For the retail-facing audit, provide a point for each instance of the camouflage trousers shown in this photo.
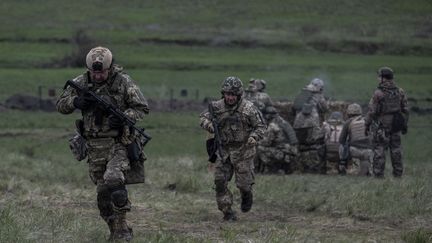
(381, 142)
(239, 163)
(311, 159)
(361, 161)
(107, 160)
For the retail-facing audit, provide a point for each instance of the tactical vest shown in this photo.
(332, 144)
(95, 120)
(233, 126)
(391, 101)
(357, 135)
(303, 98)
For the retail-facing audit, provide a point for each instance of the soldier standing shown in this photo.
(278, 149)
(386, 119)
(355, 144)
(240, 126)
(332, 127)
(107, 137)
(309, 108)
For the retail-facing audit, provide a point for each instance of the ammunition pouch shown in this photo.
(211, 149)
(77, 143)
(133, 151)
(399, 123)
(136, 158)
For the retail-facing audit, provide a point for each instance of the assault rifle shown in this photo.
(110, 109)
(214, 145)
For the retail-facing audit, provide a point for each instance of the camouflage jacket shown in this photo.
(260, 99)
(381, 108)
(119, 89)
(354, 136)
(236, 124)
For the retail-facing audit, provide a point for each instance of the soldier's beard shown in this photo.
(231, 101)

--

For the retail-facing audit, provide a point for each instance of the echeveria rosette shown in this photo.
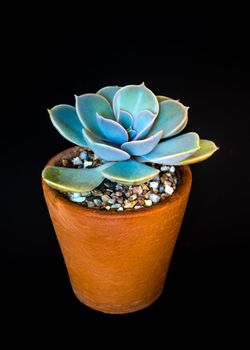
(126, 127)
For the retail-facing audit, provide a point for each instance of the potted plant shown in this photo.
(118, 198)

**EXERCISE AIM:**
Give the number of rows above, across both blocks, that contain the word "soldier". Reply with the number only.

**ANSWER FOR THIS EXERCISE:**
2